BEGIN Supplied data

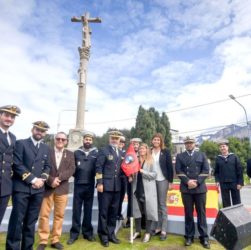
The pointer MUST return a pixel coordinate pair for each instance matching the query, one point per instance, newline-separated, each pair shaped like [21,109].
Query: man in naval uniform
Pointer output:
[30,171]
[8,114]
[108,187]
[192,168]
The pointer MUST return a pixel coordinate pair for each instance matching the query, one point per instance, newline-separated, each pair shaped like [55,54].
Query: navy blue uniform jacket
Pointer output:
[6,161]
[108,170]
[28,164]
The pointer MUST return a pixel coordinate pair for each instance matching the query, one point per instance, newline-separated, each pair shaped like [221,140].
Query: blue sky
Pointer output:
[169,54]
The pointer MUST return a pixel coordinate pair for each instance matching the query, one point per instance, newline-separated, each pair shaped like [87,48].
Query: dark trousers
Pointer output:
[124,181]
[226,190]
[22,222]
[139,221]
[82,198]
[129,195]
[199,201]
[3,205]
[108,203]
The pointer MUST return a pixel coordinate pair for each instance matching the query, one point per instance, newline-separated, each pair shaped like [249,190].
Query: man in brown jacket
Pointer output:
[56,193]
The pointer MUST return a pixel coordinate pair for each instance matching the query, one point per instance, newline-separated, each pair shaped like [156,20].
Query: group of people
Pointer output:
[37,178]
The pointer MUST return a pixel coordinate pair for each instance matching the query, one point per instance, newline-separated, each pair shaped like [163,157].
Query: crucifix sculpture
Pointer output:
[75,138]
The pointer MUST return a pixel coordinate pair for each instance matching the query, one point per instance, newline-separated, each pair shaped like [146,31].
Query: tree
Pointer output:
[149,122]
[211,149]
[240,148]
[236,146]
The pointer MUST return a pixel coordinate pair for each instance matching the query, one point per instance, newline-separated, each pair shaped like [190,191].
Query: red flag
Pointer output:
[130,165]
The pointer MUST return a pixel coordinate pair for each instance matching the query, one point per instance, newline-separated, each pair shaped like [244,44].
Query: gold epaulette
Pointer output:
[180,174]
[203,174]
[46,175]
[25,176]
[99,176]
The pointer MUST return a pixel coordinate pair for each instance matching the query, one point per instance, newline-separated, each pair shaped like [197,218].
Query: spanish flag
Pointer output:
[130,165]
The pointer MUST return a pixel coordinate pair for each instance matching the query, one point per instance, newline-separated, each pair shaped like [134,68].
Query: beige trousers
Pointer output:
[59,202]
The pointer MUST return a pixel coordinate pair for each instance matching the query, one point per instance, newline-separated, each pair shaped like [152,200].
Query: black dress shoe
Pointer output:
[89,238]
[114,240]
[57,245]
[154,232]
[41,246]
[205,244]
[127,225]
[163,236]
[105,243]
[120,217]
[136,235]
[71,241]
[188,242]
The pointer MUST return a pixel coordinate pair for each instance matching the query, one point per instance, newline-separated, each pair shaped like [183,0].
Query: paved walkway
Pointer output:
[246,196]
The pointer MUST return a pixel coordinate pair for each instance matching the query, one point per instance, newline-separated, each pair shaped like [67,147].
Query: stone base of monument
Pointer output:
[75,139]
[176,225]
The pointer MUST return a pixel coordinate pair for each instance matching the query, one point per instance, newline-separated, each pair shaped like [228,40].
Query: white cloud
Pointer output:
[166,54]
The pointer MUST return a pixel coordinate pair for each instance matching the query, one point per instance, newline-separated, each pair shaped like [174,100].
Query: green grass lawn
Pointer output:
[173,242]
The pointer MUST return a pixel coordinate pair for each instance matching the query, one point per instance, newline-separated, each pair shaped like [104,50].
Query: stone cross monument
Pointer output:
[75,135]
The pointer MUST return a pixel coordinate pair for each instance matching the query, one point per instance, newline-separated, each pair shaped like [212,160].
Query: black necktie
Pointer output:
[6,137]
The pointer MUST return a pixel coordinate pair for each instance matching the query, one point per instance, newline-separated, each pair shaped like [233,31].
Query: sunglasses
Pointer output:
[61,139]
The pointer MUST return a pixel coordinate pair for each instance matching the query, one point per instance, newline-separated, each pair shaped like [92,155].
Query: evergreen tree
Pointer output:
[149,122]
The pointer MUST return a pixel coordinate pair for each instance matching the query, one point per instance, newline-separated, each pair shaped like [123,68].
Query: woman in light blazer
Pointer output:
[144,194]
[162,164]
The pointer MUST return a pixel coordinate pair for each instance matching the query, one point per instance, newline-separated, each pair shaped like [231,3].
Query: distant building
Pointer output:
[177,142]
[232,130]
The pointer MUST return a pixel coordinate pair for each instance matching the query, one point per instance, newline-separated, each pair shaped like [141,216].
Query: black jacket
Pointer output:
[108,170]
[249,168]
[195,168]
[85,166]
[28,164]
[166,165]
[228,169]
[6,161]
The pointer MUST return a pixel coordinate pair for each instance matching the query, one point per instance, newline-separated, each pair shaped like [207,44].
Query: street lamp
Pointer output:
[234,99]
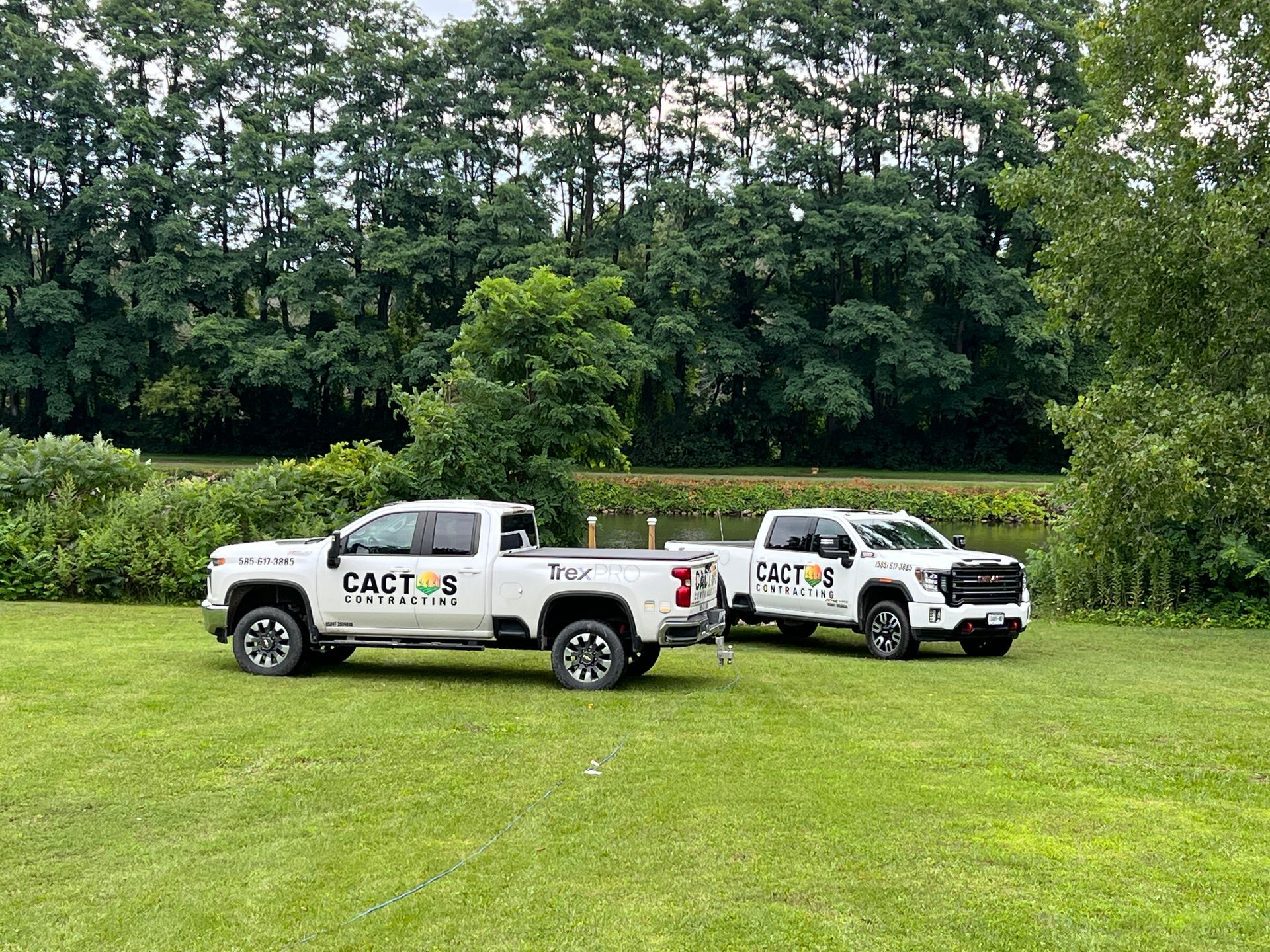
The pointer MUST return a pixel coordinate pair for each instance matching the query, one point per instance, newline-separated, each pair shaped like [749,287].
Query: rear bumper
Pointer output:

END Supplied data

> _Work to complete_:
All lines that contain the word "blue" must be copied from the records above.

> _Answer_:
Query: navy blue uniform jacket
Query: blue sky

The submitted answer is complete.